#### [Tarefa proposta A]
Troque "van headlight" por "headlamp" nas entradas, da primeira linha até a linha que contém "111], [203, 114]]", inclusive. Reescreva só essas linhas, sem mudar mais nada.
━━━━━ Trecho da página ━━━━━
Ainda que o acordo seja aprovado na quarta-feira e os membros do sindicato retornem ao trabalho, a empresa continua em uma situação financeira crítica. Especialistas e analistas do setor começaram a considerar uma possibilidade antes impensável: uma separação ou falência pode estar à frente da Boeing se a companhia não alterar seu curso atual.

A Boeing está avaliando a venda de ativos que possam gerar capital essencial enquanto se desfaz de unidades não essenciais ou com desempenho inadequado, conforme informações de fontes ligadas às discussões. Dias antes da gala, o conselho da empresa se reuniu na sede da Boeing em Arlington, Virgínia, onde os diretores questionaram os responsáveis por cada divisão e revisaram relatórios sobre a situação de cada unidade, discutindo os próximos passos para a fabricante de aviões em dificuldades.

A Boeing recebeu críticas por sua expansão excessiva e precisará encolher, afirmou Ortberg em uma mensagem aos funcionários no início deste mês. “Precisamos ter clareza sobre os desafios que enfrentamos”, afirmou. “Devemos também focar nossos recursos em desempenho e inovação nas áreas que são essenciais para a nossa identidade.”

Ortberg está buscando arrecadar pelo menos US$ 10 bilhões e planeja demitir milhares de funcionários para conter as perdas que agravaram os problemas de fabricação da Boeing e prejudicaram uma complexa cadeia de suprimentos.

A Boeing tentou, sem sucesso, desfazer uma joint venture de foguetes que possui com a Lockheed Martin e segue sobrecarregada com programas do governo dos EUA, como um problemático avião-tanque militar e os jatos de substituição do Air Force One. Na semana passada, a empresa finalizou um acordo para vender uma pequena subsidiária de defesa que fabrica equipamentos de vigilância para o Exército dos EUA, conforme informaram fontes a par do negócio.

Ortberg assumiu a liderança da empresa em agosto e fará seus primeiros comentários públicos como CEO na quarta-feira, quando o sindicato deverá votar no novo contrato e a Boeing apresentará seus resultados financeiros referentes ao trimestre encerrado em 30 de setembro. A empresa alertou que registrará bilhões de dólares em encargos e um prejuízo trimestral de US$ 6 bilhões.

Aviões com defeitos e confiança abalada

Ortberg enfrenta o desafio de reestruturar uma grande fabricante que prejudicou a confiança do público. Em janeiro, um plugue de porta explodiu em um voo da Alaska Airlines porque os funcionários da fábrica da Boeing falharam ao trocar parafusos essenciais. Em julho, a Boeing aceitou se declarar culpada de uma acusação criminal por ter enganado os reguladores de segurança aérea antes de dois acidentes fatais com o 737 MAX em 2018 e 2019. Além disso, a espaçonave Starliner da Boeing agora enfrenta um futuro incerto após problemas técnicos que deixaram dois astronautas presos na Estação Espacial Internacional.
━━━━━ Material da tarefa ━━━━━
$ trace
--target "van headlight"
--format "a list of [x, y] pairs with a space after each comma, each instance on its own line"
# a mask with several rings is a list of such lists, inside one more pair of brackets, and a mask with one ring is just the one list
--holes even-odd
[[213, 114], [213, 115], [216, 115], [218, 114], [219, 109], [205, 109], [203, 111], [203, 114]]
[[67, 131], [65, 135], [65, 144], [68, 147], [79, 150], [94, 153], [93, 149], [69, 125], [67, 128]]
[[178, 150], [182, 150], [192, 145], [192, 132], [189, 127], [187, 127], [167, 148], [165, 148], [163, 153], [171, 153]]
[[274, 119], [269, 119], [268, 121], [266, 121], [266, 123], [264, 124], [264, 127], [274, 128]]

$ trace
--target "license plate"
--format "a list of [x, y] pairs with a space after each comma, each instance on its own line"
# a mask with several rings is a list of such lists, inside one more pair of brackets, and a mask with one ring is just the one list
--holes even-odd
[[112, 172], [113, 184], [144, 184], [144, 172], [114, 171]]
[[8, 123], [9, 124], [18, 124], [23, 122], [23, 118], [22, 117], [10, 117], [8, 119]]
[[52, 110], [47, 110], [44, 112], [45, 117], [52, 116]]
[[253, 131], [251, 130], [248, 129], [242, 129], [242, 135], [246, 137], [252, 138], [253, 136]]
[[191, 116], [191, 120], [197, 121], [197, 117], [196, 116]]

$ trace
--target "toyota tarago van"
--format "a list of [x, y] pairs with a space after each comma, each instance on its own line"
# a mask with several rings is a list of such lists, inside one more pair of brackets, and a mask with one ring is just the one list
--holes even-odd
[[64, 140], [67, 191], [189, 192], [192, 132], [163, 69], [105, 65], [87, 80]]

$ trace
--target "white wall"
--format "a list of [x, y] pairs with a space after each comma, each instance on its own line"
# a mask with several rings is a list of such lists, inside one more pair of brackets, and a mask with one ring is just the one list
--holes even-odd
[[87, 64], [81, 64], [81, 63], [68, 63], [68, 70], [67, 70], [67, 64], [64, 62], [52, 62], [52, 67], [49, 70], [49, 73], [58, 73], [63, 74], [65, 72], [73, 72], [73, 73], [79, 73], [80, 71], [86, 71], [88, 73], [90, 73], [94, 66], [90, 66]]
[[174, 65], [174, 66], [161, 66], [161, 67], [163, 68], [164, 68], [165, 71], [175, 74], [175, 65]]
━━━━━
#### [Tarefa proposta B]
Diga se cada afirmação abaixo está de acordo com o trecho sobre a Boeing. Responda sim ou não e cite as palavras do trecho que decidem. (i) Ortberg assumiu a liderança da Boeing em agosto. (ii) A Boeing conseguiu desfazer a joint venture de foguetes que tem com a Lockheed Martin. (iii) A empresa avisou que terá um prejuízo trimestral de US$ 10 bilhões.

#### [Resposta completa A]
$ trace
--target "headlamp"
--format "a list of [x, y] pairs with a space after each comma, each instance on its own line"
# a mask with several rings is a list of such lists, inside one more pair of brackets, and a mask with one ring is just the one list
--holes even-odd
[[213, 114], [213, 115], [216, 115], [218, 114], [219, 109], [205, 109], [203, 111], [203, 114]]

#### [Resposta completa B]
(i) Sim: "Ortberg assumiu a liderança da empresa em agosto".
(ii) Não: "A Boeing tentou, sem sucesso, desfazer uma joint venture de foguetes que possui com a Lockheed Martin".
(iii) Não: "um prejuízo trimestral de US$ 6 bilhões".